_Dataset rows_:
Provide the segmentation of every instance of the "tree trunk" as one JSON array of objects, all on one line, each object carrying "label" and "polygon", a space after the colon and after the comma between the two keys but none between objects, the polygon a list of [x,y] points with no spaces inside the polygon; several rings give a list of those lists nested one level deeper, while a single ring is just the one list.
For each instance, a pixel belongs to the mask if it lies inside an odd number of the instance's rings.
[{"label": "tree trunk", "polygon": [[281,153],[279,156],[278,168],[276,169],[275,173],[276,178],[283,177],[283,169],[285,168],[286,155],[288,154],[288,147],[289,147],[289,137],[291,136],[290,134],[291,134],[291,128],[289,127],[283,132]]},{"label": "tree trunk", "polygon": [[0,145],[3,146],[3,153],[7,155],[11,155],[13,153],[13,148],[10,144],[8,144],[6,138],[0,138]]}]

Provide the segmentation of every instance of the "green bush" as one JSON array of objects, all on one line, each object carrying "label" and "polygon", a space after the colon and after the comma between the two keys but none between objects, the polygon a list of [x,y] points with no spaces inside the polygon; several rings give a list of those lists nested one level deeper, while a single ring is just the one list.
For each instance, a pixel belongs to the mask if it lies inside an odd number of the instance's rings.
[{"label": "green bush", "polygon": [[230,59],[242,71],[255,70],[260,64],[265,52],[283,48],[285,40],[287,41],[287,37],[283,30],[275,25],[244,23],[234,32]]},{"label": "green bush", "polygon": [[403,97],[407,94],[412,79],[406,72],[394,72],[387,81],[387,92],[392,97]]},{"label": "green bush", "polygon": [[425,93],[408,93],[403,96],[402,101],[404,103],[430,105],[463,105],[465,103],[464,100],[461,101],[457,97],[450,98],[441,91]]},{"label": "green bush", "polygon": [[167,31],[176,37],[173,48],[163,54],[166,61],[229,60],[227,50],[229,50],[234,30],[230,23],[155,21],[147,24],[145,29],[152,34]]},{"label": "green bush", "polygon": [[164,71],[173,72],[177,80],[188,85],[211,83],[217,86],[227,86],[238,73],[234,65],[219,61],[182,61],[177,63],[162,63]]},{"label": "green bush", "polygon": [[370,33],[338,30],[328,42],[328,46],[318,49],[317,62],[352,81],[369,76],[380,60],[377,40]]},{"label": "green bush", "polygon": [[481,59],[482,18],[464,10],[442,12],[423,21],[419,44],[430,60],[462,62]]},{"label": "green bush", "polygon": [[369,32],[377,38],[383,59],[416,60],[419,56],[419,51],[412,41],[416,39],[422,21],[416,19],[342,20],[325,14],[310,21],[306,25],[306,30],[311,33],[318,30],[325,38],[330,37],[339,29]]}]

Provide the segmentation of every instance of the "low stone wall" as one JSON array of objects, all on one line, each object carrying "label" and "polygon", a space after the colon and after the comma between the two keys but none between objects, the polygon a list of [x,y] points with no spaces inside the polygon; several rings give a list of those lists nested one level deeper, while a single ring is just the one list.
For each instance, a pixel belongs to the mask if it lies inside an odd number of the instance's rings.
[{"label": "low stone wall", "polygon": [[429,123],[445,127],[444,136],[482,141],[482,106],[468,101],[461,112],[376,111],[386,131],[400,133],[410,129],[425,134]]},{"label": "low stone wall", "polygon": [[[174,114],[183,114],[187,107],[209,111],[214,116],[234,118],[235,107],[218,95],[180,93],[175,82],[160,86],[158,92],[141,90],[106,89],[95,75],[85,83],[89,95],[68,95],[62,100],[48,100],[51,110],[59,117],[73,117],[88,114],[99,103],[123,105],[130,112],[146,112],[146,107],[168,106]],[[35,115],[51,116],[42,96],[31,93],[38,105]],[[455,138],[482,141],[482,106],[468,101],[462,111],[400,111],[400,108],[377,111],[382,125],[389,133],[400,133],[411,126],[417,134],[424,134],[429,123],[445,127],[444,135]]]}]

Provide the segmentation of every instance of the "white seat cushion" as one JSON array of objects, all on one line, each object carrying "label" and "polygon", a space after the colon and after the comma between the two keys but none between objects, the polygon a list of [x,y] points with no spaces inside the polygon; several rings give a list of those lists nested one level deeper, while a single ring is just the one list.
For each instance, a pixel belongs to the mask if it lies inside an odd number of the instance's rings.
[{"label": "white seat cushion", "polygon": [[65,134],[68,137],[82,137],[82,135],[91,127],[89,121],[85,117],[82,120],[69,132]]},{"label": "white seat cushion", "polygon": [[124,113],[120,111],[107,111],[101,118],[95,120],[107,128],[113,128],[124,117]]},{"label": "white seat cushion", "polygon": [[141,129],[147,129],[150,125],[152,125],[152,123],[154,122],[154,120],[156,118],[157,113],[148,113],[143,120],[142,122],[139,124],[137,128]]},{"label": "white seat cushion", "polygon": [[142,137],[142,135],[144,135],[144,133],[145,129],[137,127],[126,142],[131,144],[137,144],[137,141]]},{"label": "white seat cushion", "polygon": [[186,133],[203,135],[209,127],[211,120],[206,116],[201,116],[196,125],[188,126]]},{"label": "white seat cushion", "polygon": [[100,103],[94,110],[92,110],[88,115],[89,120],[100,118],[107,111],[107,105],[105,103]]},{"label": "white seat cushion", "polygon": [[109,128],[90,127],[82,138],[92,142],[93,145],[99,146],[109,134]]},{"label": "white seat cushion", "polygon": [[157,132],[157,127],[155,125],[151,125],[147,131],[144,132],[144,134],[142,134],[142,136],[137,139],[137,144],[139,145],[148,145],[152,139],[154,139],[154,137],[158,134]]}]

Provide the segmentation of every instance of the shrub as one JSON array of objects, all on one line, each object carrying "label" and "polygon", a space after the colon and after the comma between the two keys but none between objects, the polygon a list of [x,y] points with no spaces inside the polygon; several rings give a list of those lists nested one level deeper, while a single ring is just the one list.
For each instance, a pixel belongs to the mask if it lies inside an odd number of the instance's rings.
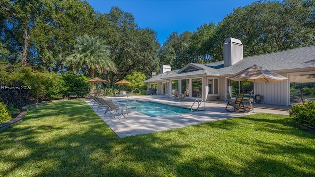
[{"label": "shrub", "polygon": [[315,102],[306,101],[303,104],[296,104],[289,112],[290,116],[293,118],[298,124],[315,126]]},{"label": "shrub", "polygon": [[62,92],[64,96],[69,97],[71,95],[77,95],[82,97],[89,93],[88,90],[90,88],[90,83],[85,82],[89,80],[87,77],[83,75],[73,75],[72,74],[63,74],[62,75],[64,81],[63,89]]},{"label": "shrub", "polygon": [[11,118],[11,114],[6,109],[6,106],[0,102],[0,122],[3,123]]}]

_Given task_: Starting with the line that contains "Provide the segmentation of every instance of the shrub" and going on through the end of the entries, write those lines out again, requests included, and shift every polygon coordinate in the answers up by 38. Leave the pictures out of your reply.

_The solution_:
Provide the segmentation of every instance of the shrub as one JSON array of objects, all on one line, each object carrying "label" and "polygon", a space after the colon and after the comma between the two keys but none between objects, the polygon a list of [x,y] points with no spaces inside the polygon; several rings give a list of those lists nested one level deeper, while a single ring is just the one list.
For each instance, a pixel belongs to the mask if it lies inside an odd number of the instance's rings.
[{"label": "shrub", "polygon": [[353,140],[344,139],[341,142],[334,142],[327,150],[328,154],[331,156],[336,162],[353,164]]},{"label": "shrub", "polygon": [[100,130],[102,134],[107,135],[109,133],[115,133],[120,135],[127,131],[126,128],[128,126],[128,121],[123,120],[127,118],[125,115],[121,113],[111,113],[110,112],[101,112],[100,113],[102,119],[101,127]]},{"label": "shrub", "polygon": [[49,156],[49,152],[44,147],[44,144],[38,140],[38,160],[41,161]]}]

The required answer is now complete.